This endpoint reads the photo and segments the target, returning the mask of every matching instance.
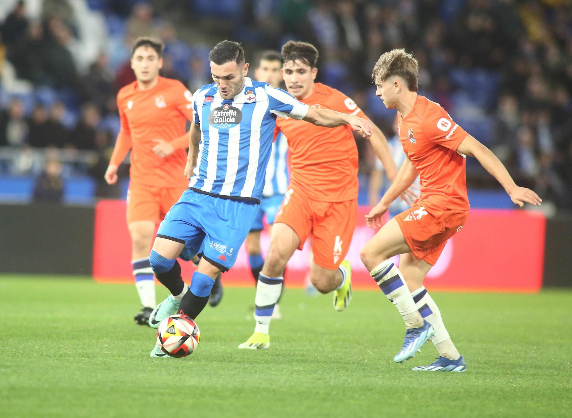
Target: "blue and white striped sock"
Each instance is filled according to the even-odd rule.
[[[155,307],[155,275],[151,268],[149,258],[133,260],[131,262],[135,276],[135,287],[137,288],[141,304],[149,308]]]
[[[456,360],[460,357],[461,355],[451,341],[445,324],[443,323],[443,318],[441,317],[439,308],[433,298],[427,293],[425,287],[422,286],[412,292],[411,296],[419,314],[424,319],[433,325],[435,335],[431,338],[431,341],[439,351],[439,355],[451,360]]]
[[[398,308],[408,329],[423,324],[423,318],[415,308],[411,294],[405,283],[403,275],[391,260],[383,262],[370,273],[388,299]]]
[[[274,312],[274,306],[280,297],[284,281],[283,277],[271,278],[262,273],[259,275],[256,284],[256,298],[255,299],[256,309],[254,319],[256,321],[255,332],[268,334],[270,319]]]

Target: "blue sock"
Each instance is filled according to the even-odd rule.
[[[214,284],[214,279],[211,279],[206,274],[195,271],[190,279],[190,286],[189,290],[195,296],[204,298],[210,295],[210,290]]]
[[[155,274],[166,273],[173,268],[176,260],[176,259],[169,260],[168,258],[165,258],[154,250],[151,250],[151,255],[149,258],[150,264]]]
[[[173,296],[180,295],[185,288],[185,283],[181,277],[181,266],[177,259],[169,260],[151,250],[149,260],[157,279],[169,289]]]
[[[256,255],[248,255],[248,264],[250,264],[251,268],[262,268],[264,265],[264,259],[262,258],[262,254],[259,254]]]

### [Short problem]
Rescale the records above by writing out every line again, requests included. Multiply each polygon vertex coordinate in the answers by 2 and round it to a whole number, halves up, and leave the pictures out.

### [Task result]
This endpoint reads the photo and segments the target, returning the mask of every matching instance.
Target: "blue and white striped sock"
Each instance is filled according to the even-odd rule.
[[[310,614],[310,550],[302,536],[298,516],[266,520],[262,524],[270,552],[270,574],[274,576],[282,608],[298,616]]]
[[[912,720],[920,714],[922,710],[902,682],[890,648],[886,646],[886,636],[882,634],[878,616],[866,596],[854,586],[850,574],[844,572],[824,584],[822,592],[838,628],[848,638],[866,650],[870,670],[862,676],[862,682],[878,702],[878,710],[902,720]]]
[[[796,616],[816,658],[846,648],[846,636],[830,616],[822,588],[810,566],[806,550],[782,520],[766,524],[740,546],[776,598]]]
[[[548,624],[548,612],[560,594],[568,562],[566,554],[542,556],[524,546],[518,550],[512,568],[512,596],[510,598],[512,618],[508,638],[512,642],[510,664],[536,668],[540,638]]]

Target: "blue sock"
Each instance is filled according to the even-odd rule.
[[[428,568],[428,558],[422,558],[412,548],[390,542],[380,558],[380,572],[378,580],[390,592],[408,596],[420,590],[420,580]]]
[[[310,548],[332,546],[346,536],[352,520],[352,518],[338,520],[336,516],[330,516],[308,500],[302,500],[302,510],[298,516],[300,528]]]
[[[346,592],[360,590],[370,576],[370,566],[362,554],[362,532],[354,518],[338,520],[302,500],[298,520],[314,558],[338,578]]]
[[[512,510],[496,510],[496,528],[500,528],[502,536],[524,536],[528,530],[528,518],[524,516],[524,508],[518,508]]]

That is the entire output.